TO BE DONE
Output the material word for word. Leave each picture out.

%%

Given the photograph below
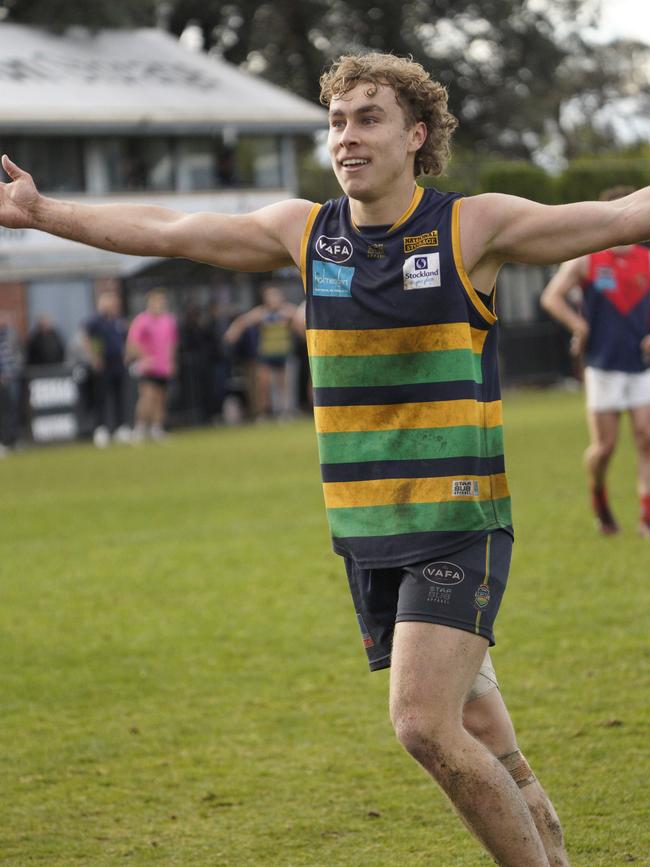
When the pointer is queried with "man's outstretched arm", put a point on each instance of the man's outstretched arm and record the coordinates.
(260, 241)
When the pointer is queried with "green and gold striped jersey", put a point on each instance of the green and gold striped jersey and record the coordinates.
(407, 404)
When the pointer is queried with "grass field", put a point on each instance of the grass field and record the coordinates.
(183, 681)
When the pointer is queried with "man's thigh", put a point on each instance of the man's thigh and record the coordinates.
(433, 669)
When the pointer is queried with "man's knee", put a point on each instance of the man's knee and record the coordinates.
(602, 450)
(420, 737)
(642, 439)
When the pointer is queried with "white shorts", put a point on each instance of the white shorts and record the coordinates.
(615, 390)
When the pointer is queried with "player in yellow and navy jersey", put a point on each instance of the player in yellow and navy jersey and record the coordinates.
(401, 329)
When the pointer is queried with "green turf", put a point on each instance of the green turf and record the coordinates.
(183, 681)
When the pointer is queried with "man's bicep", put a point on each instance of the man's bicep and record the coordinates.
(524, 231)
(569, 275)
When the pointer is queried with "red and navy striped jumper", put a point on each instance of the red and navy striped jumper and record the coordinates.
(616, 300)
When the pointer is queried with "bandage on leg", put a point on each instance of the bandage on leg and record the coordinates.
(518, 768)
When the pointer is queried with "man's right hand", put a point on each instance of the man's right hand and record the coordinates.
(18, 199)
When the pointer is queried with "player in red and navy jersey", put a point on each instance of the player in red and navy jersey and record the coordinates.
(612, 331)
(389, 123)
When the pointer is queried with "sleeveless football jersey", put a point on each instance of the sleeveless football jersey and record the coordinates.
(616, 296)
(407, 406)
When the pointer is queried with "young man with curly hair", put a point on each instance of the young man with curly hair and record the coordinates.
(400, 323)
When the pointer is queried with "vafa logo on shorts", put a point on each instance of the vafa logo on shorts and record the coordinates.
(443, 573)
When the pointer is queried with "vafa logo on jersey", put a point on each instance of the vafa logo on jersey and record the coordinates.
(336, 250)
(422, 272)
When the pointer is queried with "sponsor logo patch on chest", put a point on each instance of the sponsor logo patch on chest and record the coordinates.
(332, 281)
(422, 272)
(414, 242)
(337, 250)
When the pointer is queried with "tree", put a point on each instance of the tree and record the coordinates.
(519, 72)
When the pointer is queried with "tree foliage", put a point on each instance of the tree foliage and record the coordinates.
(512, 67)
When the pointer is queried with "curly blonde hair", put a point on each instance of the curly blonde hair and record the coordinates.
(421, 99)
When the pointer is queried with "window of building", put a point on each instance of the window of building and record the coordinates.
(55, 162)
(259, 161)
(138, 163)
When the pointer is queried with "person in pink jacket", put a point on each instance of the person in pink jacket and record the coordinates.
(151, 342)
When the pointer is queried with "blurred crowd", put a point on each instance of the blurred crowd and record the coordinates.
(208, 365)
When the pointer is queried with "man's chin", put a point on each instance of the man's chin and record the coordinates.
(356, 189)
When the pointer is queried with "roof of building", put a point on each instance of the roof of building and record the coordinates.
(141, 80)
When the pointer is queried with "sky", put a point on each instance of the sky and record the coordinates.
(625, 18)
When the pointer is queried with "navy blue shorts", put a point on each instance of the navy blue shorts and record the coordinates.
(462, 590)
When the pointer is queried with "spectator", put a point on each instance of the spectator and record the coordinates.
(11, 364)
(44, 345)
(216, 325)
(105, 337)
(152, 342)
(273, 321)
(193, 364)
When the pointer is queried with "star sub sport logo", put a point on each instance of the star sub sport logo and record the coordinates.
(365, 635)
(337, 250)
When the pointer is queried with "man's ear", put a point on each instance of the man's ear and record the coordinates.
(419, 134)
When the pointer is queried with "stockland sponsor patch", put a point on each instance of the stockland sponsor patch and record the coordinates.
(332, 281)
(422, 272)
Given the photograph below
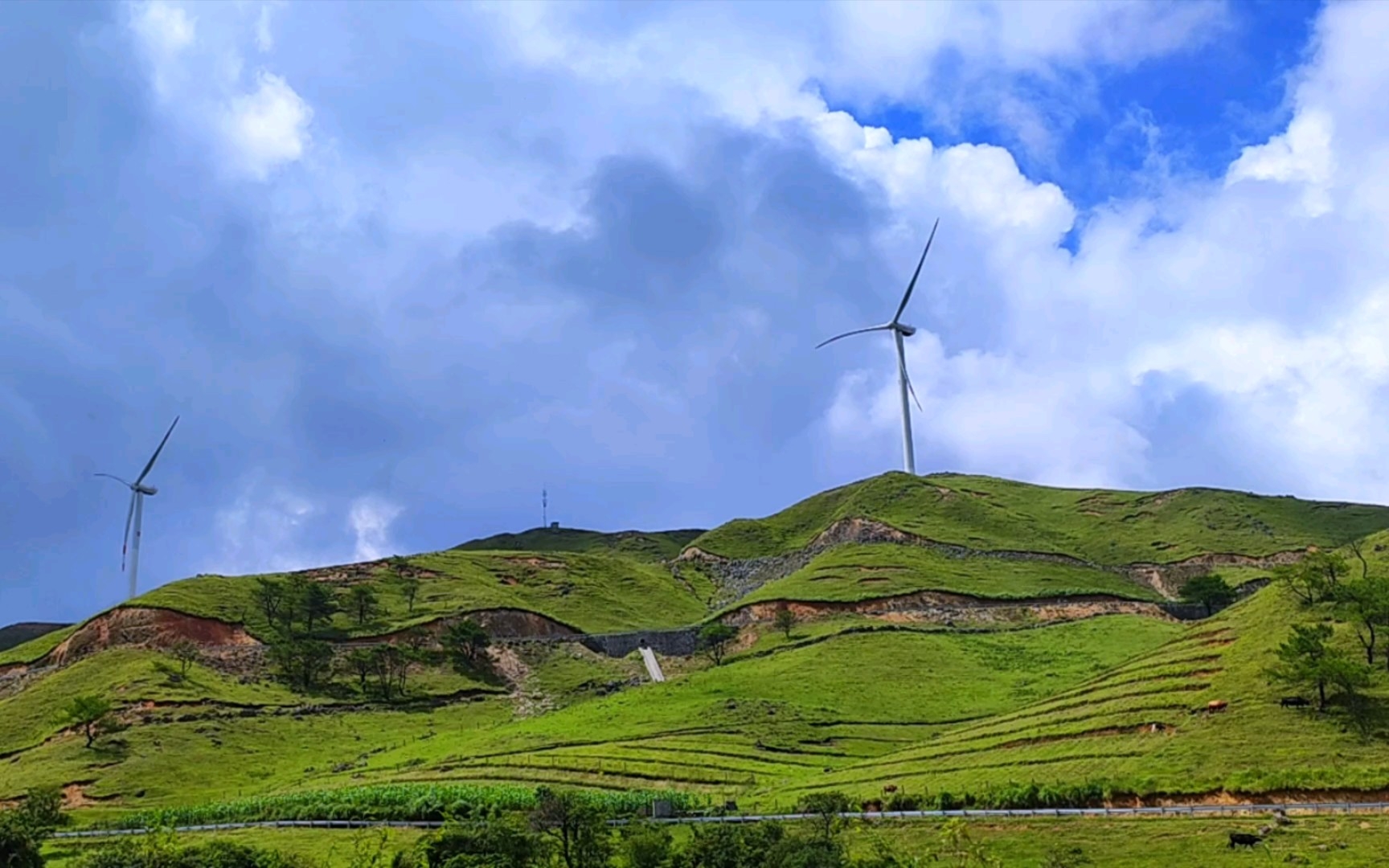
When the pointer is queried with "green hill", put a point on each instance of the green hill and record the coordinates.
(660, 546)
(18, 633)
(850, 698)
(1099, 526)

%%

RIGHT ANSWER
Given the photograph below
When the pointer is queried with "man's outstretched arm", put a point on each instance of the man's outstretched arm and record the coordinates.
(260, 241)
When the pointer is queried with "green and gold striped jersey", put a point on each instance of the green and gold striped jersey and record the coordinates.
(407, 404)
When the pointer is queried with "grass field", put a point on each instance of the grass field and record the coordinates.
(183, 681)
When the pointer is queried with "man's thigh", put a point on each instance of the man's thigh and record the coordinates.
(433, 669)
When the pointer is queried with "man's knee", put a point on each instance of the man's knee and record the coordinates.
(602, 450)
(420, 737)
(642, 439)
When the pointer is queried with "white shorts", put a point on each instance of the white shorts and record the coordinates.
(615, 390)
When the pointer is queried with "player in yellow and navy jersey", put a point on each instance of the player in yellow and navy jersey and record the coordinates.
(401, 329)
When the pointer is queried with "green turf", put a point on each instance of the green turf and record the coordinates.
(183, 681)
When the pointer is queried with "man's bicep", put a point on each instance of the man's bicep and record the coordinates.
(524, 231)
(569, 275)
When the pointer is queried with "red and navy striped jumper", put a point on each instance of the red and navy striped jumper and record the coordinates.
(616, 300)
When the pointer is queried with "bandage on leg", put a point on each instance of the bandage on leg and record the coordinates.
(518, 768)
When the pointer is queried with "man's right hand", put a point on each instance of the man's right hand and record the coordinates.
(18, 199)
When the pointer is queried with "player in red and navy jersey", put a point on each instance of the player in red and navy jersey and record the coordinates.
(612, 331)
(389, 123)
When the pointer is queried with "sleeveless football jersey", put a point on each instance of the sleeveless football jersey and record the coordinates.
(616, 296)
(407, 406)
When the pointer is queried with "young man with curly hair", put a point on each instance of the young man with curly hair and record the coordinates.
(400, 323)
When the pointer is queried with "vafa logo on shorts", put a point on each instance of the vafa logo on shorts and record the coordinates.
(443, 573)
When the pointer is queried with "vafa logo on jersey", put a point on each instance of the vafa logo on jersey and record the coordinates.
(336, 250)
(422, 272)
When the pointer is queried with "sponsor logo patch on chest", put a point on each instance of the sponsor logo patch on chest and record the coordinates.
(332, 281)
(422, 272)
(414, 242)
(337, 250)
When the pointer is queried with "tree", put a point on each instance of the tree and record the coordinates.
(519, 72)
When the pointer is queried with "tree foliage", put a point on each instance of the tree foliage and record the coordinates.
(512, 67)
When the pointer is queried with "curly blonde hair", put a point on each instance of the curly blonde hair and record the coordinates.
(421, 99)
When the pointer is queried with "window of building", put a point on each instance of the window of building and record the coordinates.
(55, 162)
(259, 161)
(138, 163)
When the pointer is queried with "person in pink jacket", put a point on each instance of the person in pink jacket and record the coordinates.
(151, 342)
When the pointer is queried with "blurred crowd", put a point on each instance of the blurred crowd and record the coordinates.
(208, 365)
When the pointer is queried with "man's chin", put a point on each instance of the man's chin and record the coordinates.
(356, 189)
When the pointer is queried with "roof of building", put a point on each instance of the roof of building and record the coordinates.
(141, 80)
When the pointer is queried with "sky", put a point on each instance of the sky and record the coordinates.
(625, 18)
When the pointer is queried with "navy blue shorts", put a point on each instance of the navy blue shorts and record the coordinates.
(462, 590)
When the pointer is queried with "spectator", put a point on each instance of the spectator and record the coordinates.
(11, 364)
(44, 345)
(216, 325)
(105, 337)
(152, 342)
(273, 321)
(193, 364)
When the pointer is queried with "star sub sport logo", put a point on each instance of the star sub sport logo and record the coordinates.
(365, 635)
(337, 250)
When the pointer is queried with "man's ear", put a point on each instance of the man's ear and record the coordinates.
(419, 134)
When the pointer is queried with "stockland sponsor patch", put a point on each instance of the stockland sponsor patch and record the coordinates.
(332, 281)
(422, 272)
Given the photograph below
When the pointer is queried with "green hill", put a point on each instance of the green hill and record the coordinates.
(660, 546)
(18, 633)
(850, 698)
(1099, 526)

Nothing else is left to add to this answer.